**RINCIAN LATIHAN:**
Susunlah baris-baris item di bawah sebagai daftar bernomor tanpa baris kosong. Mulailah dari baris yang memuat "the wooden shelf" dan berhentilah setelah baris terakhir item.

Catatan anotasi titik
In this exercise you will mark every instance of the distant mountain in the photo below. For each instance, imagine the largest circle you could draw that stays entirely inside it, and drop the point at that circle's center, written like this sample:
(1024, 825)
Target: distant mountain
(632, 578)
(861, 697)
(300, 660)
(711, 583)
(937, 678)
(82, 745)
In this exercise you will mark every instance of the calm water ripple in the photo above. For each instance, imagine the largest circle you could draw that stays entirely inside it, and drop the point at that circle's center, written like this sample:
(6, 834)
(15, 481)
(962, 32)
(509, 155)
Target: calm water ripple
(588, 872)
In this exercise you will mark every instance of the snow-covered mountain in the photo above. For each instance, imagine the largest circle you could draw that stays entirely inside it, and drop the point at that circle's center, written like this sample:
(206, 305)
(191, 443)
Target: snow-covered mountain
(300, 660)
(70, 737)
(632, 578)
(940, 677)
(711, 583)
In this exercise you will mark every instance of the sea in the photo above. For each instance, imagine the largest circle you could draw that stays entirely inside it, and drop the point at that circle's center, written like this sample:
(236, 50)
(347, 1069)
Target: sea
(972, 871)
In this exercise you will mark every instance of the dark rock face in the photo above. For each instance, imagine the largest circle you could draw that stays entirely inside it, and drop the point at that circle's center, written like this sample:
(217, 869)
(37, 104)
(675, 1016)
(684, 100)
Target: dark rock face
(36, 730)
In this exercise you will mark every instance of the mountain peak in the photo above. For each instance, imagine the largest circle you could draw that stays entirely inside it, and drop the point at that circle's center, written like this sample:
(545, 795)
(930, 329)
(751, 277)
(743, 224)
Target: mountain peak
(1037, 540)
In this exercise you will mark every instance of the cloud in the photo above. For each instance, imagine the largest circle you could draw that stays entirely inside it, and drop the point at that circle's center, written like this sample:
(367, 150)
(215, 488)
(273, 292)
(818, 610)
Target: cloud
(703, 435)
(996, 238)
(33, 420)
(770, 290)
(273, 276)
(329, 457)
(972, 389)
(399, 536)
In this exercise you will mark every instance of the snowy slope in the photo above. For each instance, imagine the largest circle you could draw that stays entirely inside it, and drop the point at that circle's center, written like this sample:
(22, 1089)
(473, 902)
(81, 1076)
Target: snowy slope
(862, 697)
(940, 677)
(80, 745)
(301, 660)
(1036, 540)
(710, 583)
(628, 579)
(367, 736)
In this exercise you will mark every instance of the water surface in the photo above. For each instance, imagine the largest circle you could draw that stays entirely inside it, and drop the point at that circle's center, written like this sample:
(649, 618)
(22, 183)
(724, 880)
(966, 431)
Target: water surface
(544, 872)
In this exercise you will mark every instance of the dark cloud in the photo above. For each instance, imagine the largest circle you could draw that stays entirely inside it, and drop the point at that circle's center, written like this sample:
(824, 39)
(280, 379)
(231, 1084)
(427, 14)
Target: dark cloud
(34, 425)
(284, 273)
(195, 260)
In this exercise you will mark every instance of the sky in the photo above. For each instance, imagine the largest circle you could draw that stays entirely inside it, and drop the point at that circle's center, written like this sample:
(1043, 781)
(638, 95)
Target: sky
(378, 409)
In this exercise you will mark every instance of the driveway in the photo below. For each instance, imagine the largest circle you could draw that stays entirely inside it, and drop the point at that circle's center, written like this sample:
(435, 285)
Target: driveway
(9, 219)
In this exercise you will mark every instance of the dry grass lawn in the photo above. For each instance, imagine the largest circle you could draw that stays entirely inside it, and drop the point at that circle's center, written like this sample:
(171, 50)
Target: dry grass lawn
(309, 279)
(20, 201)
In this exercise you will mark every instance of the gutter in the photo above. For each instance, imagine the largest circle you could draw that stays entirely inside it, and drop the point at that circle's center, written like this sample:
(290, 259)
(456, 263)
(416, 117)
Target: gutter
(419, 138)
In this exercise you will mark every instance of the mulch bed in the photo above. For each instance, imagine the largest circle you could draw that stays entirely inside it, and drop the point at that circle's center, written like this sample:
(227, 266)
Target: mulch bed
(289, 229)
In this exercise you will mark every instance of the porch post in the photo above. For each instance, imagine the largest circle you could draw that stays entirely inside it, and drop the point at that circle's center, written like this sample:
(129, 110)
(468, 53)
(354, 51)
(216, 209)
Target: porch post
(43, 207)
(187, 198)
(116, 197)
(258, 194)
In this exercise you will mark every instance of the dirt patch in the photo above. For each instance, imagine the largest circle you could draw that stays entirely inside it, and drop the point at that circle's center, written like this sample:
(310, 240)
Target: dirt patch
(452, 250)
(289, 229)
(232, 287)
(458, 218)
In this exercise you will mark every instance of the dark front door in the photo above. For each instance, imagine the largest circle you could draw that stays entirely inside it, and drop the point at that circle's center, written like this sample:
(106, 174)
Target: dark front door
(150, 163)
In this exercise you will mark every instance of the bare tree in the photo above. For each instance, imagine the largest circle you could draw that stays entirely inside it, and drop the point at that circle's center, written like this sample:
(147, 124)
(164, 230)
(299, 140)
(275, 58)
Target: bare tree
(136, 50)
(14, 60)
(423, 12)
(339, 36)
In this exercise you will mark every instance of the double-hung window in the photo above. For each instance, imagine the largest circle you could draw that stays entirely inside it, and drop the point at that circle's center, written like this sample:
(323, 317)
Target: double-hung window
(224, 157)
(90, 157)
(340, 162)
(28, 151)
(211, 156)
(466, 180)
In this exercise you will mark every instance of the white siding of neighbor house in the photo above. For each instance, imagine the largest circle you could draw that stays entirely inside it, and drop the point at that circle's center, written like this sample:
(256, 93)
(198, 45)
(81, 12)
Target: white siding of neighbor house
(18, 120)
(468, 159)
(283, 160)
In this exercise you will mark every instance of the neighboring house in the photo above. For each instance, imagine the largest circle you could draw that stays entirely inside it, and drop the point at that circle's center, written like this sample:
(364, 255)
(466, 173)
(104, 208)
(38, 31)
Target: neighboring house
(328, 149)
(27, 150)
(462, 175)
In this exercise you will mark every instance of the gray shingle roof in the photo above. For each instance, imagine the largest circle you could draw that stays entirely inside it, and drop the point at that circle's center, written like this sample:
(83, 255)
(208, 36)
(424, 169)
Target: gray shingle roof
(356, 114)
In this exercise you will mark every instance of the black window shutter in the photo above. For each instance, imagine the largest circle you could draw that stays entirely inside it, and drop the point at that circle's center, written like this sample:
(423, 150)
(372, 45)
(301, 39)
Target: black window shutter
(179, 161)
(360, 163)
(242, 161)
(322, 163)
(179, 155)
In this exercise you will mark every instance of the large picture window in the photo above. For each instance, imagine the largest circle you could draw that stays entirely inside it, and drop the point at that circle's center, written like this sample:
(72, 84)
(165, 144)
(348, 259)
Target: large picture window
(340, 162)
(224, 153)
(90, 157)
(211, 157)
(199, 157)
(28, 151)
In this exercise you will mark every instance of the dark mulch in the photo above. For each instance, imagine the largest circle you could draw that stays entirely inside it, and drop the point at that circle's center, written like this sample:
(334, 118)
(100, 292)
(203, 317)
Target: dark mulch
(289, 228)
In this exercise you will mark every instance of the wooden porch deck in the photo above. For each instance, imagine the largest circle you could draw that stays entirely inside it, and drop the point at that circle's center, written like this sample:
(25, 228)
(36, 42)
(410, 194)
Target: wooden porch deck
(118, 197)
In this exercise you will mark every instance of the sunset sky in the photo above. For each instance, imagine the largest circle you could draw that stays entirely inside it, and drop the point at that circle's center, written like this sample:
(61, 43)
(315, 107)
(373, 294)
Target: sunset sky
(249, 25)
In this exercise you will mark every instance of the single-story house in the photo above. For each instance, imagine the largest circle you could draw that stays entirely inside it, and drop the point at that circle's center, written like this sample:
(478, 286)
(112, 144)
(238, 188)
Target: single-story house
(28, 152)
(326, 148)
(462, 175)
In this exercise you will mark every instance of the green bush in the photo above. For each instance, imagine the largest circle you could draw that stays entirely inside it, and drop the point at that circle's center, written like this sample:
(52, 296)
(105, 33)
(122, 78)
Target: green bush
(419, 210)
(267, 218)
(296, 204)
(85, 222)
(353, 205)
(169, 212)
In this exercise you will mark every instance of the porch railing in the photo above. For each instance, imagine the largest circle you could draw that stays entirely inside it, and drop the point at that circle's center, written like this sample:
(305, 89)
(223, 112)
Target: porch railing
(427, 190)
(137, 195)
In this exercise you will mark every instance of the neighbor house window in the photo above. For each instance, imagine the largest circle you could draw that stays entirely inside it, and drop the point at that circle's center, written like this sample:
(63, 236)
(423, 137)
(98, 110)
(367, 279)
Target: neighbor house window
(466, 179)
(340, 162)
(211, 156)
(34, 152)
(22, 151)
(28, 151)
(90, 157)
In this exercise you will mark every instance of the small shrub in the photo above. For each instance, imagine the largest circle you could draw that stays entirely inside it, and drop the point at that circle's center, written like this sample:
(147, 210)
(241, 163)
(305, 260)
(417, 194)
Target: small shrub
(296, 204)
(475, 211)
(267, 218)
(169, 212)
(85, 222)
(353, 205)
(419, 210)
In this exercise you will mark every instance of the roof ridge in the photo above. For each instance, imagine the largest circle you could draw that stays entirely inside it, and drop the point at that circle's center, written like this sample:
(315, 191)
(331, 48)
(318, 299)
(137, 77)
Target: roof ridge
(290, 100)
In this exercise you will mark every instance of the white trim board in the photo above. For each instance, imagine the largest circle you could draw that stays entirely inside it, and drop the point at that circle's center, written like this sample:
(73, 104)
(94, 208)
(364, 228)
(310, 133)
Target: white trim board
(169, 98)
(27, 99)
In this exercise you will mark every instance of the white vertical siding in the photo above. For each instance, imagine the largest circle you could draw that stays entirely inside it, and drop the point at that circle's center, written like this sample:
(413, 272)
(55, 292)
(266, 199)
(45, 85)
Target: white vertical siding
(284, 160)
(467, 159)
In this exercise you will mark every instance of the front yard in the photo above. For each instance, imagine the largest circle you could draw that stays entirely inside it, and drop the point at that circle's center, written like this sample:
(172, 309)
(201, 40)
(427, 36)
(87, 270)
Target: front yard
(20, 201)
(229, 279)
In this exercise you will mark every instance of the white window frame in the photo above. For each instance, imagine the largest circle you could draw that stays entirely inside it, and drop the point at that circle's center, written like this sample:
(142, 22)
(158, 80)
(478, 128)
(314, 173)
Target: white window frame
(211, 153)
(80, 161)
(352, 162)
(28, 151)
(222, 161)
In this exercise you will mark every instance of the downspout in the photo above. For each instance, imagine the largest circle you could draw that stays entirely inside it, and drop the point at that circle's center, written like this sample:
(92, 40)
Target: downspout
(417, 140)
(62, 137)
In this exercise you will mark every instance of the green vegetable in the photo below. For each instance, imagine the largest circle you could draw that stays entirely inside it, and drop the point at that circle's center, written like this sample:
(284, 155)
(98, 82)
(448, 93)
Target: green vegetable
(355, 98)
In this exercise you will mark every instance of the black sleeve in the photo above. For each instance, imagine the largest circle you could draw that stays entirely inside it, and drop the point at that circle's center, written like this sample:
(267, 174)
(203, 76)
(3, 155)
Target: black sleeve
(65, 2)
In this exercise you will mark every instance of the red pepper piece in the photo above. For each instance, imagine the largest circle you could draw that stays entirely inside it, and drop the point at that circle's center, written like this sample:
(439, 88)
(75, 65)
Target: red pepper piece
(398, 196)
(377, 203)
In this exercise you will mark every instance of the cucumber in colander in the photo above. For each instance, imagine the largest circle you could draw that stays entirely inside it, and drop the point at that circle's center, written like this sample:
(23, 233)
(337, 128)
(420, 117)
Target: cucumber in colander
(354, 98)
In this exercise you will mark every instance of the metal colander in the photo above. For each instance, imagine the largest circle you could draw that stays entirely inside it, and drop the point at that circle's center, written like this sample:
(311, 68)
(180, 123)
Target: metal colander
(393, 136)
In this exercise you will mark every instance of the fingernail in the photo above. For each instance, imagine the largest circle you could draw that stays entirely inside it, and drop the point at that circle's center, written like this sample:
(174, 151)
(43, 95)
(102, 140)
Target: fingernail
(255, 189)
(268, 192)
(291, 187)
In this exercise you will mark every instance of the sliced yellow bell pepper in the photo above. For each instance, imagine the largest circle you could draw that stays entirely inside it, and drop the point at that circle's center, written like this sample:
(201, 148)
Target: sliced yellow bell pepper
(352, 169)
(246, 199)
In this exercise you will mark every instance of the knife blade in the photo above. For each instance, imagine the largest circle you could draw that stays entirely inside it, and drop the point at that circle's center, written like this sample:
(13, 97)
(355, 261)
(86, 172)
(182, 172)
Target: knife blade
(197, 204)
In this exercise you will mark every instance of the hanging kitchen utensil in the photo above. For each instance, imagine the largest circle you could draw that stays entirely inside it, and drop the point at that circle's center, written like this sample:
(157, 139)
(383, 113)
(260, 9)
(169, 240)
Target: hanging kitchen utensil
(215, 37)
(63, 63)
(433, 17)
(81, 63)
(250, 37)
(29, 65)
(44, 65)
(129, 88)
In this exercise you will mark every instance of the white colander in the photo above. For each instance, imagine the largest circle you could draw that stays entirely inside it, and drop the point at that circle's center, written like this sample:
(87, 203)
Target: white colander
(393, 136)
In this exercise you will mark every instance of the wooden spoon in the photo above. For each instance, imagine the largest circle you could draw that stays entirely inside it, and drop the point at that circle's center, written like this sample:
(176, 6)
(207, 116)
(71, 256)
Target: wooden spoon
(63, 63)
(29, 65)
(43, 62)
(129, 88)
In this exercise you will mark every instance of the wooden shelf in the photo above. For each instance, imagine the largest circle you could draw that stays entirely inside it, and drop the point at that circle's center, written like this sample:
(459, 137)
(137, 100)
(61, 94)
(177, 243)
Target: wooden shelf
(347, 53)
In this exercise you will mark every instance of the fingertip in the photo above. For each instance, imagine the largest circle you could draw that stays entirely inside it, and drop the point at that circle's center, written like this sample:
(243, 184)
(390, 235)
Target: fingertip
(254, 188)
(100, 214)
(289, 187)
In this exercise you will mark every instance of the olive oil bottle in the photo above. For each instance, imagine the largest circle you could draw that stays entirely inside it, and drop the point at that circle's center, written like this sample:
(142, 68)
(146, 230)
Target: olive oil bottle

**HASIL DI BAWAH:**
1. In this exercise you will mark every instance of the wooden shelf in the photo above. For each instance, imagine the largest circle you could draw that stays entirely inside it, and drop the point at that circle's center, written like this sample:
2. (459, 137)
3. (137, 100)
4. (61, 94)
5. (177, 243)
6. Target: wooden shelf
7. (347, 53)
8. In this exercise you will mark every instance of the fingertip in the photo above. For each instance, imagine the largest circle you could draw that stays entirely inside it, and drop the point at that circle's center, written like this sample:
9. (243, 184)
10. (390, 235)
11. Target: fingertip
12. (254, 188)
13. (100, 214)
14. (289, 187)
15. In this exercise you will mark every instance of the olive oil bottle in the photo above. For each instance, imagine the largest circle you could draw that stays entirely inside it, and drop the point at that circle's center, written like this sample:
16. (142, 68)
17. (146, 230)
18. Target: olive oil bottle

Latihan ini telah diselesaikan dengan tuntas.